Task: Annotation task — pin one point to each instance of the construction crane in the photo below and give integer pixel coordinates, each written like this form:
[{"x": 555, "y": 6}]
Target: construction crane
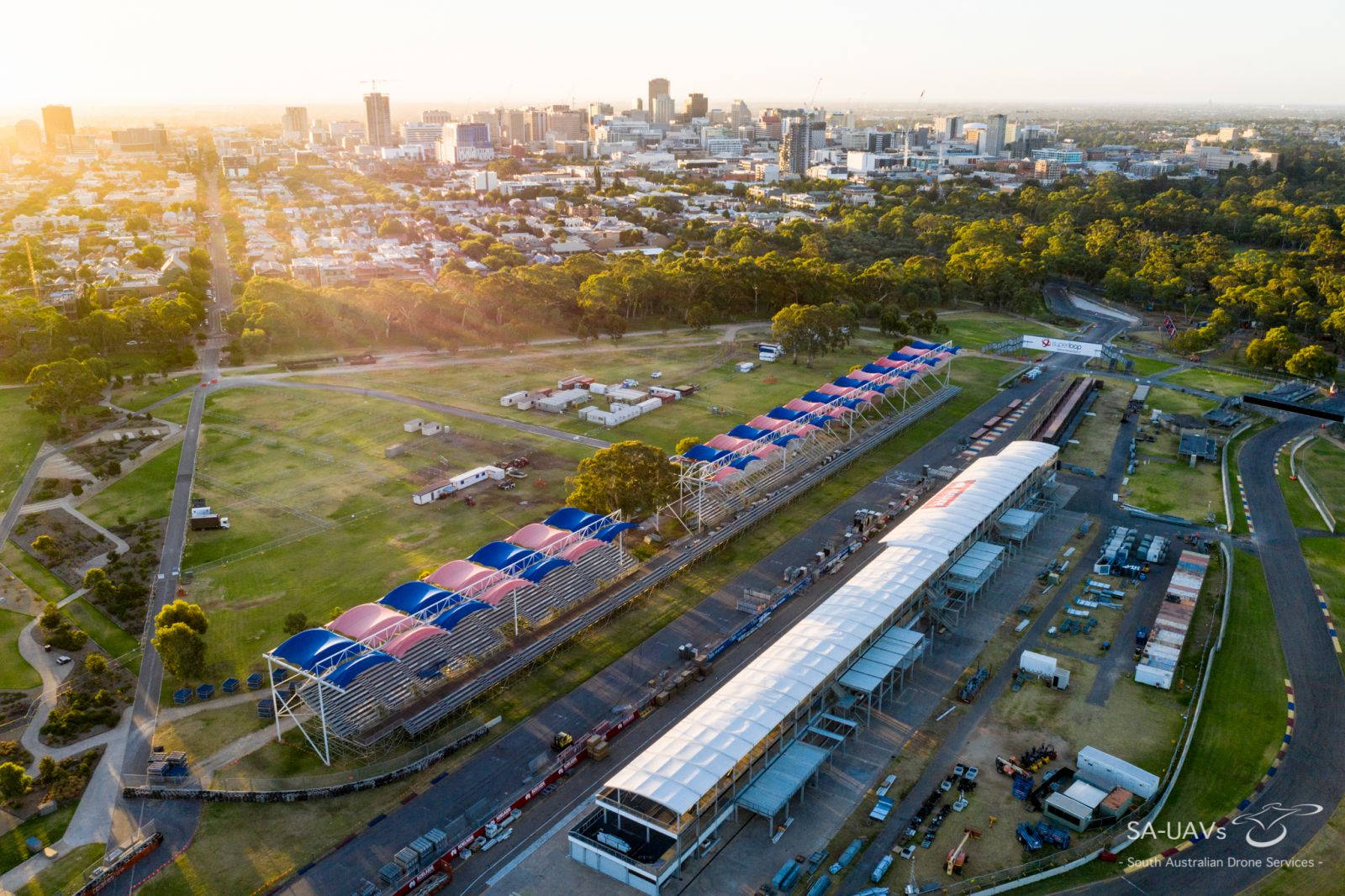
[{"x": 958, "y": 855}]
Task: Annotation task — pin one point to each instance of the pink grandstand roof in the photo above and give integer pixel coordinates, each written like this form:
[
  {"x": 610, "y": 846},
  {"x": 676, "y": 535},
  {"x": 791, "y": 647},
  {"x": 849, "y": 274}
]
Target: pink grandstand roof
[
  {"x": 575, "y": 552},
  {"x": 537, "y": 535},
  {"x": 367, "y": 622},
  {"x": 401, "y": 645},
  {"x": 459, "y": 573},
  {"x": 768, "y": 423},
  {"x": 728, "y": 443},
  {"x": 497, "y": 593}
]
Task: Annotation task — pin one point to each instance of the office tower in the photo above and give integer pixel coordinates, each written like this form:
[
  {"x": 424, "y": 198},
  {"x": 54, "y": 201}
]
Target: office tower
[
  {"x": 658, "y": 87},
  {"x": 342, "y": 129},
  {"x": 141, "y": 139},
  {"x": 378, "y": 120},
  {"x": 948, "y": 127},
  {"x": 663, "y": 109},
  {"x": 27, "y": 138},
  {"x": 293, "y": 124},
  {"x": 60, "y": 125},
  {"x": 995, "y": 127},
  {"x": 421, "y": 132},
  {"x": 565, "y": 123},
  {"x": 466, "y": 141},
  {"x": 739, "y": 114},
  {"x": 795, "y": 148}
]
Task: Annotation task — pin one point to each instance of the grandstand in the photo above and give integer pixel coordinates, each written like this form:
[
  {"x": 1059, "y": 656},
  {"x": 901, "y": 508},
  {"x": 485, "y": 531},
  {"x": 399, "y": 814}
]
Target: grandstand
[
  {"x": 726, "y": 472},
  {"x": 759, "y": 739},
  {"x": 377, "y": 670}
]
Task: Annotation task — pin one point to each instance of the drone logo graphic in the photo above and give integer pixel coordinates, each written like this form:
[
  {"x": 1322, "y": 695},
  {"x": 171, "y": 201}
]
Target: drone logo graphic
[{"x": 1271, "y": 821}]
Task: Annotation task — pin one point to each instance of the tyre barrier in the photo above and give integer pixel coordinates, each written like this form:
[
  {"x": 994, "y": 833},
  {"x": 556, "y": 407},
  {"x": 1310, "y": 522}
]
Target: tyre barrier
[{"x": 208, "y": 795}]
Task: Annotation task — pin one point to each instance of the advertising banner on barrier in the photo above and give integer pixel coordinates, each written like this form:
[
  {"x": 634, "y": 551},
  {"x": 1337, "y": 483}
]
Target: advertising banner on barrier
[{"x": 1066, "y": 346}]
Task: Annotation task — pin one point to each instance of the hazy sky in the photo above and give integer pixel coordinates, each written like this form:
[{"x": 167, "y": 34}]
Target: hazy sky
[{"x": 94, "y": 54}]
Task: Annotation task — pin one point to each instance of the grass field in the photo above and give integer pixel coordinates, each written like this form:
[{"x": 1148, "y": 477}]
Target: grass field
[
  {"x": 725, "y": 398},
  {"x": 239, "y": 848},
  {"x": 145, "y": 493},
  {"x": 49, "y": 829},
  {"x": 203, "y": 734},
  {"x": 174, "y": 410},
  {"x": 66, "y": 873},
  {"x": 108, "y": 634},
  {"x": 20, "y": 437},
  {"x": 975, "y": 329},
  {"x": 1150, "y": 366},
  {"x": 322, "y": 519},
  {"x": 1096, "y": 435},
  {"x": 1215, "y": 381},
  {"x": 1168, "y": 485},
  {"x": 33, "y": 573},
  {"x": 139, "y": 397},
  {"x": 1325, "y": 465},
  {"x": 15, "y": 672}
]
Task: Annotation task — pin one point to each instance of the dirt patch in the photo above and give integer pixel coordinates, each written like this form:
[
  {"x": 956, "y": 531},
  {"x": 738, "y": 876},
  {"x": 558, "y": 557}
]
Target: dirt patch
[
  {"x": 105, "y": 456},
  {"x": 73, "y": 544},
  {"x": 134, "y": 572}
]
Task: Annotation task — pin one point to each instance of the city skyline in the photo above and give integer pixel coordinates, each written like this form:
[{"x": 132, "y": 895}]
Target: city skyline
[{"x": 1000, "y": 60}]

=== AIM OF THE TASK ===
Leave the images out and give the rest of the data again exactly.

=== RESPONSE AREA ===
Task: Annotation task — pin one point to each instance of the construction crane in the photo below and give integer pixel coordinates, each written like this form:
[{"x": 555, "y": 6}]
Target: construction crane
[{"x": 958, "y": 855}]
Task: Annotation task — pin one point to each instance of the pink grandstand roof in the photo above and give integer pixel coordinates, each written like this form:
[
  {"x": 610, "y": 846},
  {"x": 676, "y": 535},
  {"x": 791, "y": 647},
  {"x": 849, "y": 274}
]
Target: pink grandstand roof
[
  {"x": 575, "y": 552},
  {"x": 537, "y": 535},
  {"x": 367, "y": 622},
  {"x": 401, "y": 645},
  {"x": 459, "y": 573},
  {"x": 768, "y": 423},
  {"x": 728, "y": 443},
  {"x": 497, "y": 593}
]
Task: Annotation task — pin one point to each instance of the office tower in the photo above and give integer pixel coordinates, each written like this form:
[
  {"x": 424, "y": 198},
  {"x": 54, "y": 201}
]
Target: office tower
[
  {"x": 658, "y": 87},
  {"x": 342, "y": 129},
  {"x": 141, "y": 139},
  {"x": 378, "y": 120},
  {"x": 948, "y": 127},
  {"x": 663, "y": 109},
  {"x": 27, "y": 138},
  {"x": 293, "y": 124},
  {"x": 60, "y": 125},
  {"x": 995, "y": 127},
  {"x": 421, "y": 132},
  {"x": 565, "y": 123},
  {"x": 466, "y": 141},
  {"x": 739, "y": 114},
  {"x": 795, "y": 148}
]
Task: Annotation task — pin one point to each instance of the grandstand in the photo above and give integer pixel coordinates, each written like this form:
[
  {"x": 1059, "y": 656},
  {"x": 901, "y": 508},
  {"x": 485, "y": 531},
  {"x": 399, "y": 814}
]
Target: grandstand
[
  {"x": 726, "y": 472},
  {"x": 759, "y": 739},
  {"x": 377, "y": 670}
]
Task: Annotation task — pin one point to each instance of the drone logo graphic in the photo above and give integer pixel coordinates, each written like this form:
[
  {"x": 1322, "y": 695},
  {"x": 171, "y": 201}
]
Target: drone logo graphic
[{"x": 1271, "y": 821}]
Task: Annotation task — pin one point to each instance of the tyre barrier in the photo above and give integer pixel coordinates, each written like this form:
[
  {"x": 994, "y": 833},
  {"x": 556, "y": 407},
  {"x": 1310, "y": 522}
]
Target: tyre barrier
[{"x": 208, "y": 795}]
Task: Annotation task — pin one point to each instance of the advertising banner on barrier in the photo above and give integer pixel coordinates, each written like this form:
[
  {"x": 634, "y": 551},
  {"x": 1337, "y": 483}
]
Target: advertising banner on barrier
[{"x": 1066, "y": 346}]
Task: Annotation task — pin one point to each instance of the hazy sky in the photo above and give integer pixel coordinates, each written like this form:
[{"x": 167, "y": 34}]
Target: hazy sky
[{"x": 94, "y": 54}]
Task: Annotation task — pin one point to each instance of the grass field in the photo above and give integer pixel coordinates, each written like this form:
[{"x": 1148, "y": 477}]
Target: grass field
[
  {"x": 725, "y": 398},
  {"x": 239, "y": 848},
  {"x": 145, "y": 493},
  {"x": 49, "y": 829},
  {"x": 203, "y": 734},
  {"x": 174, "y": 410},
  {"x": 66, "y": 873},
  {"x": 108, "y": 634},
  {"x": 20, "y": 437},
  {"x": 975, "y": 329},
  {"x": 1150, "y": 366},
  {"x": 322, "y": 519},
  {"x": 1096, "y": 435},
  {"x": 1215, "y": 381},
  {"x": 1168, "y": 485},
  {"x": 33, "y": 573},
  {"x": 139, "y": 397},
  {"x": 1325, "y": 465},
  {"x": 15, "y": 672}
]
Task: Annotation task — pin one point to each instance of the dirt patch in the photo above and give integer pixel coordinates, each written like this form:
[
  {"x": 956, "y": 531},
  {"x": 738, "y": 876},
  {"x": 558, "y": 557}
]
Target: dirt patch
[
  {"x": 105, "y": 456},
  {"x": 73, "y": 544},
  {"x": 134, "y": 572}
]
Task: Annotation task — pin one point to each instance of the city skyline in the photo above and give integer pixel coordinates, each written like this form:
[{"x": 132, "y": 895}]
Target: city skyline
[{"x": 1000, "y": 60}]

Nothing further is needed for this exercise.